[Dataset entries]
>> Start

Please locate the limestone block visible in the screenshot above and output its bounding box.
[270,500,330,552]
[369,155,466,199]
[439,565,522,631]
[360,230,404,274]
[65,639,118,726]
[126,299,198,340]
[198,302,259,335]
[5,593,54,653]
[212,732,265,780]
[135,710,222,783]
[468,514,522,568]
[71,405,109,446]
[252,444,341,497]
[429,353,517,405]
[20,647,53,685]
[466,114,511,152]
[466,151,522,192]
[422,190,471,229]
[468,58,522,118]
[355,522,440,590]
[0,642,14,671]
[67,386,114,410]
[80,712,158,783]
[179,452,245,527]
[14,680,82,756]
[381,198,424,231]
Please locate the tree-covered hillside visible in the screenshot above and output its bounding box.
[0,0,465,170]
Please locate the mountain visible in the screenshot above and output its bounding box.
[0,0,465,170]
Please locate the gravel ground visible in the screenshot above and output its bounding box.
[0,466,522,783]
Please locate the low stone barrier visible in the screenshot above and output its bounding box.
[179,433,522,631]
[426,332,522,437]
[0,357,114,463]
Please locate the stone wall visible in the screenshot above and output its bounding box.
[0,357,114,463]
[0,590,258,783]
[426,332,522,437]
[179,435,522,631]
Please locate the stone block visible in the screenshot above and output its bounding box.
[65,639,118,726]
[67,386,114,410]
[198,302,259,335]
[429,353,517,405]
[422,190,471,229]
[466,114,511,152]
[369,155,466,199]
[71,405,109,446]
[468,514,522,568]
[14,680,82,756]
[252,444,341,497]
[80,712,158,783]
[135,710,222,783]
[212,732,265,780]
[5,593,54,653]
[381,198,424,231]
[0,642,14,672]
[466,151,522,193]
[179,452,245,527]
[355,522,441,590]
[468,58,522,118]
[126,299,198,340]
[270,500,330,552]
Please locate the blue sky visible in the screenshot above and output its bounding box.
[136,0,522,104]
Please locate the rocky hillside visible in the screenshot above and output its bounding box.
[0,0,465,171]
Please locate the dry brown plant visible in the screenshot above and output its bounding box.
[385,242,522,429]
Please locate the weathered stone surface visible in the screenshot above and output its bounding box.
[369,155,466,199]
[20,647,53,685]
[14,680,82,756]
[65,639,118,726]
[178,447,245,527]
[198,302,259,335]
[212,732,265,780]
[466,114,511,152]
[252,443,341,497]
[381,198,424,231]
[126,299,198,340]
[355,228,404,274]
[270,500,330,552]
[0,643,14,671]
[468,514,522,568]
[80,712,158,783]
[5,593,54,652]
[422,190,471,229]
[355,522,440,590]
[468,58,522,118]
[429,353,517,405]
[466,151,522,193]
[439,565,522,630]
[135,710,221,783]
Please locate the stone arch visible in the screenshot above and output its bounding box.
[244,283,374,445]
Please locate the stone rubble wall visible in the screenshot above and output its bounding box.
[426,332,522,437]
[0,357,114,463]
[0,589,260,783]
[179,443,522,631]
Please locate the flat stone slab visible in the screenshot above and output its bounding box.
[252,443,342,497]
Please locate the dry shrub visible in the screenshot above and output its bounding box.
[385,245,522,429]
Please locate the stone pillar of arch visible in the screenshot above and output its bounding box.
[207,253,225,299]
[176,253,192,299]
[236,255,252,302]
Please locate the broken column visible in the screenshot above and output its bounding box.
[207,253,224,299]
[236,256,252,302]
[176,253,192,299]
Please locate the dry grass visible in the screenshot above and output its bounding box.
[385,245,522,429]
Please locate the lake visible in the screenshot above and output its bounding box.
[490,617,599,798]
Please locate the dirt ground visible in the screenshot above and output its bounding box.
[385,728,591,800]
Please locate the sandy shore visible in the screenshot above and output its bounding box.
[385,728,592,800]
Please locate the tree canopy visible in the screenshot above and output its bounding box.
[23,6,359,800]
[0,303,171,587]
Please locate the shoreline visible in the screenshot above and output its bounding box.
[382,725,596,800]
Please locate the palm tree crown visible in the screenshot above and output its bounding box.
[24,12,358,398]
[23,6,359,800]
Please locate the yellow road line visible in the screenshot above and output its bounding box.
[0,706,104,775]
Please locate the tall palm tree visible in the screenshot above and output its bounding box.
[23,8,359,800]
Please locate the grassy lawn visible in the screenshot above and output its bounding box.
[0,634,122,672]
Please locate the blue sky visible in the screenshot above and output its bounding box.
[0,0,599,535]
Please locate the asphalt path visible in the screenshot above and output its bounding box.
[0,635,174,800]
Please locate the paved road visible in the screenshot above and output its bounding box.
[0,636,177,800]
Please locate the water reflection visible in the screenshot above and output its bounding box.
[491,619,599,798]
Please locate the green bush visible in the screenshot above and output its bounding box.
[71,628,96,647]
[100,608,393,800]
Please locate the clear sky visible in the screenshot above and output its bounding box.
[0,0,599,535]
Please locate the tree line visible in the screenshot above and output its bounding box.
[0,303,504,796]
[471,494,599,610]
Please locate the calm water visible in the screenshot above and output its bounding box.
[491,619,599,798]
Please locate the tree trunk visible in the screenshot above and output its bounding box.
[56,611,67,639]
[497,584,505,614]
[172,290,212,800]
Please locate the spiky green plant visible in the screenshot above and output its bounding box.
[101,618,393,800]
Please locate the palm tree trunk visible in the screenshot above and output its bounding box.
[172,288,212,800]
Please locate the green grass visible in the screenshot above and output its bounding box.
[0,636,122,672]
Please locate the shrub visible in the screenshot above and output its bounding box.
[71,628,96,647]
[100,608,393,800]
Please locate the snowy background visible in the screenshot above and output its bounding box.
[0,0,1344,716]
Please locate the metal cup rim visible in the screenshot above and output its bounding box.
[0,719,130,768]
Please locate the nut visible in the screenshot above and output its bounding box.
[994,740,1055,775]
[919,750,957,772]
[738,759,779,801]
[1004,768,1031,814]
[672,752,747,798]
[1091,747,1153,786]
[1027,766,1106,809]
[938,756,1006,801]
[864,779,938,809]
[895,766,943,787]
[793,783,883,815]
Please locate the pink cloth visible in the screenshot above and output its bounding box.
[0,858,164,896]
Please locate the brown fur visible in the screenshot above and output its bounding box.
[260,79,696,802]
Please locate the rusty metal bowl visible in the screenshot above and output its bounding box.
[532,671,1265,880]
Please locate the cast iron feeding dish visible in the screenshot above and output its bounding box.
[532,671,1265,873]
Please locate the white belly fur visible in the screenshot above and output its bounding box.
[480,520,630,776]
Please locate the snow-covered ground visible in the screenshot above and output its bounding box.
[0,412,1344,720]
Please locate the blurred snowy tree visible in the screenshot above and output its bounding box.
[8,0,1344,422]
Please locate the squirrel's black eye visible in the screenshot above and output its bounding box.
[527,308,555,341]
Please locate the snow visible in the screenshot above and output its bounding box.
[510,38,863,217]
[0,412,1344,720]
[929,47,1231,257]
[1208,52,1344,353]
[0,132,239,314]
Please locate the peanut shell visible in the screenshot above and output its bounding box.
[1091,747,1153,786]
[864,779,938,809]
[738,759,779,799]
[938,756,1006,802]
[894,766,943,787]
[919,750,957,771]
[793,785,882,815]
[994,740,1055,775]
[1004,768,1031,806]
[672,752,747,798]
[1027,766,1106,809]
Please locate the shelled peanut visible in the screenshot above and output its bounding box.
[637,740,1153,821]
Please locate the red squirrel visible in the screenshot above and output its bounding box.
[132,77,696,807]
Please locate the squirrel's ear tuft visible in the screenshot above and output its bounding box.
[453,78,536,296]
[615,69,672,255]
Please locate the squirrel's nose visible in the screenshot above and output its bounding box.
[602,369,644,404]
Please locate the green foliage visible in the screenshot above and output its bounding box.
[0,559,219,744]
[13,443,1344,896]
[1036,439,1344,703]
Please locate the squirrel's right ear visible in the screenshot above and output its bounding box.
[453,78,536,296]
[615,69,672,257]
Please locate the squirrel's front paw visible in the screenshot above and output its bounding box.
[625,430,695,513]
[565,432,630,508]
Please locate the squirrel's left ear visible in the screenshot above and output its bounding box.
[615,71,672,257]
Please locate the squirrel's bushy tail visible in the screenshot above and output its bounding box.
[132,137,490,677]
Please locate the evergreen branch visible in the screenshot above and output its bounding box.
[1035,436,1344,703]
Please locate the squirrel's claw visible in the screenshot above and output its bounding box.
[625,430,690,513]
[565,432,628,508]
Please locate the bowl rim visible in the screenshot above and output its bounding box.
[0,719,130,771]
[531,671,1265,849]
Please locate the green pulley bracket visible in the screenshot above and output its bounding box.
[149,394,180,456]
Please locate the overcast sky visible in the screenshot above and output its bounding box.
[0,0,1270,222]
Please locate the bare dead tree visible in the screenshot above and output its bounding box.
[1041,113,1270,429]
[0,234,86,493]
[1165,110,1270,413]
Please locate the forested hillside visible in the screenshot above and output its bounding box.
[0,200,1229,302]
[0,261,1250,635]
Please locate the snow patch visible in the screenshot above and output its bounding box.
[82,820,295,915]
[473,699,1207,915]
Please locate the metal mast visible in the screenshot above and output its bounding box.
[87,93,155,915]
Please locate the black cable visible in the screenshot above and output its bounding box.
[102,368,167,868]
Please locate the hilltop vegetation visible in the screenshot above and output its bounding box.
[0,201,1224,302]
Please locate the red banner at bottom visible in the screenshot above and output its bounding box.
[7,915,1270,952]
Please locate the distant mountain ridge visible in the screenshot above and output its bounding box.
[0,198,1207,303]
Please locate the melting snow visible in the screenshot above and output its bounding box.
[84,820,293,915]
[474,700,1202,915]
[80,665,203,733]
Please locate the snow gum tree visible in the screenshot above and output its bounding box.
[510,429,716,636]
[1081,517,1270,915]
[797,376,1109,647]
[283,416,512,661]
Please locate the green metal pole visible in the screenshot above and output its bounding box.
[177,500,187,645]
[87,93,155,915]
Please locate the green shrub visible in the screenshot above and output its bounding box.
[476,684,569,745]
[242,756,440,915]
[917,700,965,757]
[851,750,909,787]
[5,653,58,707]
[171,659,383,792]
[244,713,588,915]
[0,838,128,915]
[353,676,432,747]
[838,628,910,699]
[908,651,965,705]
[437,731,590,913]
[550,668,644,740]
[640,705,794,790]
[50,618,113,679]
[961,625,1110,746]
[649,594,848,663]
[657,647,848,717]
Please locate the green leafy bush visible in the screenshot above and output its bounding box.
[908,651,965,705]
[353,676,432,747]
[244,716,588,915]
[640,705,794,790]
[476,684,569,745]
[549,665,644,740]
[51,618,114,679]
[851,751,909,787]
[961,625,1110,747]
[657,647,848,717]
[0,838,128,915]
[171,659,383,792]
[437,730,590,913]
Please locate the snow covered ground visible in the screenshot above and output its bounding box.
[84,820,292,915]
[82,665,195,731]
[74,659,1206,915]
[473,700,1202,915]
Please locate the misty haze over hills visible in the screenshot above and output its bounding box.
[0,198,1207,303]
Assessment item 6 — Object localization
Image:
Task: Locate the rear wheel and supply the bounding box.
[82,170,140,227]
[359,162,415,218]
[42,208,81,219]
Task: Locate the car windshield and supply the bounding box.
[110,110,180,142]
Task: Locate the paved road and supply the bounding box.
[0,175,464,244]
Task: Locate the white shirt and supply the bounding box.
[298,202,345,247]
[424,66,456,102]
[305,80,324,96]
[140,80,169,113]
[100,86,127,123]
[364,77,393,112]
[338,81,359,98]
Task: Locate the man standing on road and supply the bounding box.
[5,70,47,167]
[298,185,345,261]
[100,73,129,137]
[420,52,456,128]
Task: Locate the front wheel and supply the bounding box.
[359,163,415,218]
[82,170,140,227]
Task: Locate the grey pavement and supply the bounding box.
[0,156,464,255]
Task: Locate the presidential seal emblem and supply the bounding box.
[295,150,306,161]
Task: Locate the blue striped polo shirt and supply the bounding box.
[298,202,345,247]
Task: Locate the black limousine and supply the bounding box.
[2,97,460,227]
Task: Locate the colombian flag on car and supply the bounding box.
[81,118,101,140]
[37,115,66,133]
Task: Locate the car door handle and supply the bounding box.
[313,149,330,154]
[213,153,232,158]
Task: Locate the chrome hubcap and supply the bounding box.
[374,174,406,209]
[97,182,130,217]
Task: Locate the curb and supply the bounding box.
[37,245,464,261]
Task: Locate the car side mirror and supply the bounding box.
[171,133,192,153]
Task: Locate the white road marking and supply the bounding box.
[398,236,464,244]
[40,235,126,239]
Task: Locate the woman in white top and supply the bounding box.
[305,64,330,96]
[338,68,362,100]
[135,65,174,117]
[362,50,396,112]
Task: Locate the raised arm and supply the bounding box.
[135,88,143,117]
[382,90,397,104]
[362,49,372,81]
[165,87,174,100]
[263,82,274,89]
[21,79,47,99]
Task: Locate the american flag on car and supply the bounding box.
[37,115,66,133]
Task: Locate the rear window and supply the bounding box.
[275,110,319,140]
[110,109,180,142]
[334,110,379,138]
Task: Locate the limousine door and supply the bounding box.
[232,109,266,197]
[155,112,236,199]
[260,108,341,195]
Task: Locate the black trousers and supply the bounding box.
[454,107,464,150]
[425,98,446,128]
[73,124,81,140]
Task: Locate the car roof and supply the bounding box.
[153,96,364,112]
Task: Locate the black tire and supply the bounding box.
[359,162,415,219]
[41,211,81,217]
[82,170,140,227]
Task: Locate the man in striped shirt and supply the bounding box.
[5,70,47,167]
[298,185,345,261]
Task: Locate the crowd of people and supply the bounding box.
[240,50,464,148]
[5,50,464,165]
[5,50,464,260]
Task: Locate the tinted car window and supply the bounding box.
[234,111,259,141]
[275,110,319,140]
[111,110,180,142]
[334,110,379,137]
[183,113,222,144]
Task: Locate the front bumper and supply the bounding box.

>> End

TASK REQUIREMENTS - Reproduce the material from the line containing "Please locate the forested" through the line containing "[7,915,1270,952]", inclusive, changing "metal mast" to "steel mast" and leaving everything else as it stands.

EXPECTED ANSWER -
Please locate the forested hillside visible in the screenshot above and output its bounding box.
[0,200,1229,302]
[0,261,1250,635]
Please locate the snow patch visible in the screenshot above and output its bounding box.
[82,820,295,915]
[473,699,1207,915]
Please locate the steel mast visible in the screenshot above and output its bounding box.
[87,93,155,915]
Please locate the black cable visible in the screenshot above and output its bounding box.
[102,368,167,868]
Please locate the hilltop vegetation visible in the screenshot above and output its bounding box.
[0,201,1224,302]
Please locate the red banner at bottom visible in the screenshot above and output its bounding box.
[7,915,1270,952]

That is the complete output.